:: Given entries

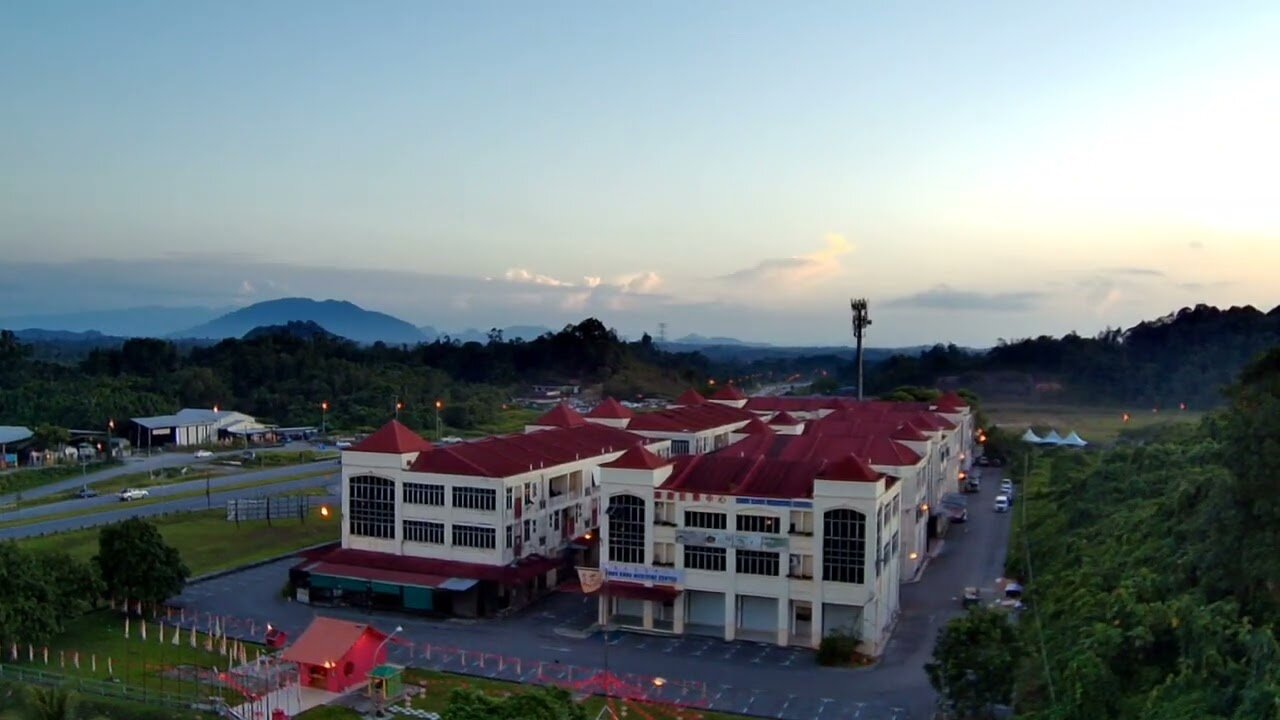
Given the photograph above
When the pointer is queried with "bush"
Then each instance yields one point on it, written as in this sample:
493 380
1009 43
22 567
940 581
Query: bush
837 648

::::

| Problem to work on |
The pictures in the data should be omitted, and every remaining line set down exactly.

| Solution to the problem |
Given the photograph above
When the pointer is queried with "bush"
Then each instance yields one point on it, written as in this sample:
493 380
1009 43
22 567
940 581
Query: bush
837 648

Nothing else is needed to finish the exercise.